• [DO THIS] Reproduce only the lines from the line containing "Find the grassy" to the end of the entries below, including both of those lines.
╭──
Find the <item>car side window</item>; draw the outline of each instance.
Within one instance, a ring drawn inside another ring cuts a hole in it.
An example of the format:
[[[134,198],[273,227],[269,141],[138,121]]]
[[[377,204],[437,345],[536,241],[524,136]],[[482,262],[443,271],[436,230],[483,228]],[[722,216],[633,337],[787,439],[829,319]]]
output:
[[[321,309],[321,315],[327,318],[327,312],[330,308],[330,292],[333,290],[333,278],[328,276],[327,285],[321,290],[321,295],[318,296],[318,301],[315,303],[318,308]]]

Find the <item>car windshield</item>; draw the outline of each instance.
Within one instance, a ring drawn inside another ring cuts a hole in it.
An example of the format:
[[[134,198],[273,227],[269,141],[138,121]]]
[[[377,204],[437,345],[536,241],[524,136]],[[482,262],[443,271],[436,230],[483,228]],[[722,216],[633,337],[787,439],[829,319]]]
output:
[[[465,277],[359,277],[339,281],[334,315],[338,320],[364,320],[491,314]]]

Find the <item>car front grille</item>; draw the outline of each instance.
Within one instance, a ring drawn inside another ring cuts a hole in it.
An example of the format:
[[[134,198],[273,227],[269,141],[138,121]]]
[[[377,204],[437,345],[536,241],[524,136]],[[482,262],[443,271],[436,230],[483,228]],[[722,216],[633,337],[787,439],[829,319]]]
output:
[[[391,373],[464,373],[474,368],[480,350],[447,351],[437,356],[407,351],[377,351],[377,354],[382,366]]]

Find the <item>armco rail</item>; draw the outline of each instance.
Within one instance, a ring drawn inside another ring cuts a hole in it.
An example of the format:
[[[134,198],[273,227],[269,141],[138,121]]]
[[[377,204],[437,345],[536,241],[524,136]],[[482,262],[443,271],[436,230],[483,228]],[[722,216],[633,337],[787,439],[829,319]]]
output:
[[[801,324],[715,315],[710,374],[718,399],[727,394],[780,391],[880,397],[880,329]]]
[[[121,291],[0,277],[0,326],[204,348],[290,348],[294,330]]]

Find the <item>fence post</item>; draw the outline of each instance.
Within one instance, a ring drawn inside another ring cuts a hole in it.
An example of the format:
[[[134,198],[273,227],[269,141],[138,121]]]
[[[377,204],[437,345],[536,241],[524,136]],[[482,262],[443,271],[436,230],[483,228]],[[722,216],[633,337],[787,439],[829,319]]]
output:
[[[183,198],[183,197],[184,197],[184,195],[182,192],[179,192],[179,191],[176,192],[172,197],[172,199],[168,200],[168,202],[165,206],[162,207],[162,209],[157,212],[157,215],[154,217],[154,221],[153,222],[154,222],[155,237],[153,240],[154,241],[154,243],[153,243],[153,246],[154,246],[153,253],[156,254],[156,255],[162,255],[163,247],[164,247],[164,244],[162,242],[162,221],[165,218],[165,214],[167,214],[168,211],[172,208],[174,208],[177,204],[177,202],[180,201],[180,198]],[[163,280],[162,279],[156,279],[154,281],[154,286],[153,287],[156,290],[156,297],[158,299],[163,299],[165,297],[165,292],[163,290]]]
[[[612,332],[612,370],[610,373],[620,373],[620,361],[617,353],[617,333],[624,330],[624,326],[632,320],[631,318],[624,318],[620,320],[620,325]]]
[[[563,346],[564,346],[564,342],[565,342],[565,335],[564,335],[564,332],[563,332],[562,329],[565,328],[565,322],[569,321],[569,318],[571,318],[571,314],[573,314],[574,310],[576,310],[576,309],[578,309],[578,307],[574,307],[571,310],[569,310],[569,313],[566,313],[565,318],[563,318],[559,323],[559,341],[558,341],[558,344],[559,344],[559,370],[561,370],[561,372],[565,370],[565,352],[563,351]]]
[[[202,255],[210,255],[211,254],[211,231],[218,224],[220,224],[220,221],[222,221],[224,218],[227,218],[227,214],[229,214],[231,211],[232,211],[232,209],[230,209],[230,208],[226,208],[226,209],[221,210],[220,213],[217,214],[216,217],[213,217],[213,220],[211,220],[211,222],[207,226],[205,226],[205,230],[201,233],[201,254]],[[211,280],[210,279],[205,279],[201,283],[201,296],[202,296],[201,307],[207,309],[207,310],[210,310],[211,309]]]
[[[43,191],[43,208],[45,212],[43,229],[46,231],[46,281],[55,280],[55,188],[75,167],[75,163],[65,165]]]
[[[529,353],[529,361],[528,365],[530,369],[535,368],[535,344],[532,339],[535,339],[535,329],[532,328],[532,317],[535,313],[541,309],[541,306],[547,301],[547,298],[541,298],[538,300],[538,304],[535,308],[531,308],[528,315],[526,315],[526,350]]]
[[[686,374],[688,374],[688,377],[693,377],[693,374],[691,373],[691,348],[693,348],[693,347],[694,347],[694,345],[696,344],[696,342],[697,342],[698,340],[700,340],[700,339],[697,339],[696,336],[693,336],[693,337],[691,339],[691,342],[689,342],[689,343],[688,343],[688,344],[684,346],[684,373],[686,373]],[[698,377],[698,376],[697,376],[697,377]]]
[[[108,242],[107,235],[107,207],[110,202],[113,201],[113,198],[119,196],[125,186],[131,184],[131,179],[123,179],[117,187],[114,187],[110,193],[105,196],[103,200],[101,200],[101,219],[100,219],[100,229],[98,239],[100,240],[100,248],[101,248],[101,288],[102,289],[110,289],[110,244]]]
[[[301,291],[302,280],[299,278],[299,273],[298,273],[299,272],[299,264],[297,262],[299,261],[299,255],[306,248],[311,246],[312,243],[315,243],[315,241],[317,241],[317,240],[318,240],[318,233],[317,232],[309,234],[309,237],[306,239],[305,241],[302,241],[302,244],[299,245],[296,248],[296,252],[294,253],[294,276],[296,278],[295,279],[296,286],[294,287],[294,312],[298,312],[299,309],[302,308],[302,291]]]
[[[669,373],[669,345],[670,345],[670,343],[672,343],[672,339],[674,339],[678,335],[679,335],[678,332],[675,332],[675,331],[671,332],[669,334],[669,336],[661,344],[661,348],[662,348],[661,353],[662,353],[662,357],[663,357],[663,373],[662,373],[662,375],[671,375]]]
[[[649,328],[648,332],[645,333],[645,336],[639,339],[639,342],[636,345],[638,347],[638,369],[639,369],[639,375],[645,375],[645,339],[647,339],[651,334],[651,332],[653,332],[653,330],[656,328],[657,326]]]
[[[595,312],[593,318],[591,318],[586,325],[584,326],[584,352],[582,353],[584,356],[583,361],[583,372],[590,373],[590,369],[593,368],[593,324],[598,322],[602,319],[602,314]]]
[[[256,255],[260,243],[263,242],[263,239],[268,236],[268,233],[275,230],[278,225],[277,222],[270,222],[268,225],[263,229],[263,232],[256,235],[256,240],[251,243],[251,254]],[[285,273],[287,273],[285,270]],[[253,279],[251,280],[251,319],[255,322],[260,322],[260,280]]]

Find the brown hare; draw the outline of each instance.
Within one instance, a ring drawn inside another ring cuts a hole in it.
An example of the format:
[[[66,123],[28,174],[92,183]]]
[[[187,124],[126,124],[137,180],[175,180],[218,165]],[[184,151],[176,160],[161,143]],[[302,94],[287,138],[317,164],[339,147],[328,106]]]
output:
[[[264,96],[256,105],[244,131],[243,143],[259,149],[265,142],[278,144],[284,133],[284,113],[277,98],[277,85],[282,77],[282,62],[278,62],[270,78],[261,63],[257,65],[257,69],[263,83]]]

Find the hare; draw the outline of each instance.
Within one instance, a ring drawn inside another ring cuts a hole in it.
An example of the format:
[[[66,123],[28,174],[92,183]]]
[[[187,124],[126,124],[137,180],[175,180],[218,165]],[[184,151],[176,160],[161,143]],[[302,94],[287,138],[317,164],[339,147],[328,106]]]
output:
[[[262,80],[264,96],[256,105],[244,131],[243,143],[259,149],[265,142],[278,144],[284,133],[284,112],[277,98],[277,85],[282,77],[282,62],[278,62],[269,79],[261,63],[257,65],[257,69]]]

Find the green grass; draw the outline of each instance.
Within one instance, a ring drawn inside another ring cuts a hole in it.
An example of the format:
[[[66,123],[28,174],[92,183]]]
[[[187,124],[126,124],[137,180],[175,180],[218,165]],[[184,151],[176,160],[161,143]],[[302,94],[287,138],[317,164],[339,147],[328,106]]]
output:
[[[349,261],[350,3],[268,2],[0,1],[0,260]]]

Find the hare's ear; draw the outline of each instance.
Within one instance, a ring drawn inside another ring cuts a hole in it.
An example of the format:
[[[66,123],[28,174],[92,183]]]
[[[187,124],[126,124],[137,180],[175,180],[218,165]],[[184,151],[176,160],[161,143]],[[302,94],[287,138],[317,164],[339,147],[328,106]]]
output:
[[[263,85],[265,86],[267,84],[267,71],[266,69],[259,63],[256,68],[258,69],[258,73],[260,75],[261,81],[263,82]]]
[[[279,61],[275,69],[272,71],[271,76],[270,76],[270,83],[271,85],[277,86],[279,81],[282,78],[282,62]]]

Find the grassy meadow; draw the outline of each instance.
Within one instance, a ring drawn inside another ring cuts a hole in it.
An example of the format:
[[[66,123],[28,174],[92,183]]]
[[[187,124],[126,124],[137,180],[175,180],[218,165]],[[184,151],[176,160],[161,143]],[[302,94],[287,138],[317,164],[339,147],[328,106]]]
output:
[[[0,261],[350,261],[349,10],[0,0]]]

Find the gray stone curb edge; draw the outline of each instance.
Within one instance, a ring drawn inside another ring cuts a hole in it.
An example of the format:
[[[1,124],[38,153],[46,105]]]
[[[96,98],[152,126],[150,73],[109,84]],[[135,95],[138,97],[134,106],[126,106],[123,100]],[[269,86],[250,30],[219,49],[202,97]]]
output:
╰──
• [RESPONSE TO THE EXERCISE]
Find the grassy meadow; draw the outline of each instance.
Within one instance, a ring drawn inside another ring cuts a hole in it.
An example of the format:
[[[66,123],[28,174],[92,183]]]
[[[187,124],[126,124],[137,180],[175,180],[218,165]],[[184,151],[176,160],[161,143]],[[302,94],[287,138],[317,164],[339,147],[328,106]]]
output:
[[[0,261],[350,261],[349,10],[0,0]]]

Find the gray stone curb edge; draw the outline of each instance.
Within one instance, a ring drawn inside another ring cuts a hole in it.
An example of the format:
[[[1,124],[38,153],[46,105]]]
[[[96,98],[152,126],[150,73],[109,84]],[[135,95],[138,97],[134,106],[126,106],[123,100]],[[269,86],[250,30],[219,49],[202,97]]]
output:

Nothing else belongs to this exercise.